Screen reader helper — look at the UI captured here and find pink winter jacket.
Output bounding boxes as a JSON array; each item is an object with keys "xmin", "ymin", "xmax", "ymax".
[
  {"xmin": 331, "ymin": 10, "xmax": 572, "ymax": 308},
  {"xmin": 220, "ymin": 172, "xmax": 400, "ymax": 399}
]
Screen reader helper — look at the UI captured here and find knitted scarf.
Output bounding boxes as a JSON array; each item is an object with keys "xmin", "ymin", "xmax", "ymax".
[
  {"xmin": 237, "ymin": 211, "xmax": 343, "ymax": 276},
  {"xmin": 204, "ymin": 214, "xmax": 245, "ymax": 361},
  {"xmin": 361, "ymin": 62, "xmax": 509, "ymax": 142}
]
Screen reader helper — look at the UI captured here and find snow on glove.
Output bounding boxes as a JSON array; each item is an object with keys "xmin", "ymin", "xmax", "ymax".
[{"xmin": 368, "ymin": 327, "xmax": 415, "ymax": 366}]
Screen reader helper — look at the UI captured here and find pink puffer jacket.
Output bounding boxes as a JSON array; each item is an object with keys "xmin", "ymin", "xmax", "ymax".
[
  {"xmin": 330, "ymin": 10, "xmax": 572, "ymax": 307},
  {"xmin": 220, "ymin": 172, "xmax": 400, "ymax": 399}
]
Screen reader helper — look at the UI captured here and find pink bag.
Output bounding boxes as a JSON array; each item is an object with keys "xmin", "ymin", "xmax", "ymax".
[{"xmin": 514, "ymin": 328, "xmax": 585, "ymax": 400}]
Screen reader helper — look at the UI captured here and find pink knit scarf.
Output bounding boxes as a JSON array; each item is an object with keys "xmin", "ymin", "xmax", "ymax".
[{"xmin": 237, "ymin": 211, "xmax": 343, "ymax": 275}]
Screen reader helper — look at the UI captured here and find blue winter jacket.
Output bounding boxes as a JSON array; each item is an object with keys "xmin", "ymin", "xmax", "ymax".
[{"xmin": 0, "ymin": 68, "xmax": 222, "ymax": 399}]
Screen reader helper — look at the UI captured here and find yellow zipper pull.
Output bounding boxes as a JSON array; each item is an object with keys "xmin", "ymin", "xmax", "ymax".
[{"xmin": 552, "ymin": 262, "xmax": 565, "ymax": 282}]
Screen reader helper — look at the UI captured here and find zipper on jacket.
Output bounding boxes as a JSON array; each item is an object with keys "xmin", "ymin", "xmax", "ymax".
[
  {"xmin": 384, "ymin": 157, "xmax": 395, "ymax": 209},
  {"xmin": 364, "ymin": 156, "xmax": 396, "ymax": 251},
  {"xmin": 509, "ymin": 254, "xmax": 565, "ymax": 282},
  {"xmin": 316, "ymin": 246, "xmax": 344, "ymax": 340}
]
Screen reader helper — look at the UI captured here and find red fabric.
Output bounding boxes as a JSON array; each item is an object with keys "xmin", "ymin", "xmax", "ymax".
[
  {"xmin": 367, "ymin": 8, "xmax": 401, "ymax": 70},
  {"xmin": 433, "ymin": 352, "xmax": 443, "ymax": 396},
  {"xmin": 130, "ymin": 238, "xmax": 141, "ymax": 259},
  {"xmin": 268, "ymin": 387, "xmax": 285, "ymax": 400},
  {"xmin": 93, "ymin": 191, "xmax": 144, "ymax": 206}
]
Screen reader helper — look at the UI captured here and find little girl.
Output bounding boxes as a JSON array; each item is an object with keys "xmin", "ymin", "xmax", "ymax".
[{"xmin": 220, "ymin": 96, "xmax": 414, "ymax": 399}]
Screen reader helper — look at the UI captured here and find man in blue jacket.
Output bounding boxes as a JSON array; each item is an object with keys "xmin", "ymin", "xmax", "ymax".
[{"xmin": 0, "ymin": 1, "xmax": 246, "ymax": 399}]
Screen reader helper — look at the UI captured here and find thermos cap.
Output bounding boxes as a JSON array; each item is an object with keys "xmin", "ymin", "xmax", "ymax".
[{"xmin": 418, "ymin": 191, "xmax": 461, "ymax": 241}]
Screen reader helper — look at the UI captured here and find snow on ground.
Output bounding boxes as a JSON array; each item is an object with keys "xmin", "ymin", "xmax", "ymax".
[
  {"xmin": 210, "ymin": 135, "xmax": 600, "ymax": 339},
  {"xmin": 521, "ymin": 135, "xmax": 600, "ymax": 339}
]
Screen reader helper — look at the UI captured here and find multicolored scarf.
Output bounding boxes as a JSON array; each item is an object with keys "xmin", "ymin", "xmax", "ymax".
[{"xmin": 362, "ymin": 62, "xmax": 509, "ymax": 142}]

**WHAT TO DO:** Your task is to reproduce the records in full, without any alteration.

**RESULT OF THIS TASK:**
Screen reader helper — look at the UI captured here and find pink winter jacket.
Output bounding boxes as a JSON array; each item is an object with keys "xmin", "ymin", "xmax", "ymax".
[
  {"xmin": 331, "ymin": 10, "xmax": 572, "ymax": 308},
  {"xmin": 220, "ymin": 172, "xmax": 400, "ymax": 399}
]
Screen reader helper — look at the UI captured here and find knitted scarf.
Output bounding boxes as a JSON array; each item is an object with keys "xmin", "ymin", "xmax", "ymax".
[
  {"xmin": 237, "ymin": 211, "xmax": 343, "ymax": 276},
  {"xmin": 204, "ymin": 214, "xmax": 245, "ymax": 361},
  {"xmin": 361, "ymin": 62, "xmax": 509, "ymax": 142}
]
Screen reader helper — look at the UI captured here and find snow on glove.
Output bounding boxes as a JSON array; each item is an object with keys "xmin", "ymin", "xmax", "ymax".
[{"xmin": 368, "ymin": 327, "xmax": 415, "ymax": 366}]
Screen reader helper — look at the UI captured here and find pink puffer jacket.
Output bounding boxes as a JSON array; each item is an object with keys "xmin", "ymin", "xmax", "ymax".
[
  {"xmin": 330, "ymin": 10, "xmax": 572, "ymax": 307},
  {"xmin": 220, "ymin": 172, "xmax": 400, "ymax": 399}
]
Screen reader helper — look at the UI captured here and find pink bag.
Output bounding boxes as a JSON array; each item is an object with keys "xmin", "ymin", "xmax", "ymax".
[{"xmin": 514, "ymin": 328, "xmax": 585, "ymax": 400}]
Screen reader helper — look at the UI captured here and find pink knit scarf.
Output bounding boxes as a JSON array; each item is an object with keys "xmin", "ymin", "xmax", "ymax".
[{"xmin": 237, "ymin": 211, "xmax": 343, "ymax": 275}]
Screen reader helper — look at the UI captured here and find blue winter jacket.
Output bounding boxes as a JSON array; each item is an object with keys "xmin", "ymin", "xmax", "ymax".
[{"xmin": 0, "ymin": 68, "xmax": 222, "ymax": 399}]
Screen reader helper — look at the UI captured here and find yellow zipper pull.
Output bounding boxes as a JSON array; each item is an object with keys "xmin", "ymin", "xmax", "ymax".
[{"xmin": 552, "ymin": 262, "xmax": 565, "ymax": 282}]
Screen reader helper — look at the UI captured here and find zipper on jacket.
Output bounding boxes as a JSON array; each item is an object with keys "xmin", "ymin", "xmax", "ymax".
[
  {"xmin": 384, "ymin": 157, "xmax": 395, "ymax": 209},
  {"xmin": 364, "ymin": 156, "xmax": 396, "ymax": 251},
  {"xmin": 509, "ymin": 254, "xmax": 565, "ymax": 282},
  {"xmin": 316, "ymin": 246, "xmax": 344, "ymax": 340}
]
Screen reader helper — look at the UI captured here and find red fabric.
Output bounding boxes as a JSON array; each item is an object with keys "xmin", "ymin", "xmax", "ymax".
[
  {"xmin": 367, "ymin": 8, "xmax": 401, "ymax": 70},
  {"xmin": 433, "ymin": 352, "xmax": 443, "ymax": 396},
  {"xmin": 130, "ymin": 238, "xmax": 141, "ymax": 259},
  {"xmin": 268, "ymin": 387, "xmax": 285, "ymax": 400},
  {"xmin": 93, "ymin": 191, "xmax": 144, "ymax": 206}
]
Screen reader helper — look at the UI captured here and find little girl.
Output bounding boxes as a JSON array; each item is an object with keys "xmin", "ymin", "xmax", "ymax".
[{"xmin": 220, "ymin": 96, "xmax": 414, "ymax": 399}]
Screen reader helper — look at the UI captured here and find man in blue jacket.
Output bounding boxes as a JSON array; each item is an object with keys "xmin", "ymin", "xmax", "ymax".
[{"xmin": 0, "ymin": 1, "xmax": 246, "ymax": 399}]
Screen reader helper — look at the UI captured here and find thermos cap.
Output bounding boxes as a JSON array; each item is an object with keys "xmin", "ymin", "xmax", "ymax".
[{"xmin": 418, "ymin": 191, "xmax": 461, "ymax": 241}]
Screen reader helper — look at the UI captured here and find snow on ground.
Output bounding boxes as a JSON array; each item is an object with keys "xmin", "ymin", "xmax", "ymax".
[
  {"xmin": 210, "ymin": 135, "xmax": 600, "ymax": 339},
  {"xmin": 521, "ymin": 135, "xmax": 600, "ymax": 339}
]
Screen reader helper — look at the UI captured here and find multicolored scarf.
Output bounding boxes as a JSON array; each item is an object with keys "xmin", "ymin", "xmax", "ymax".
[{"xmin": 362, "ymin": 62, "xmax": 509, "ymax": 142}]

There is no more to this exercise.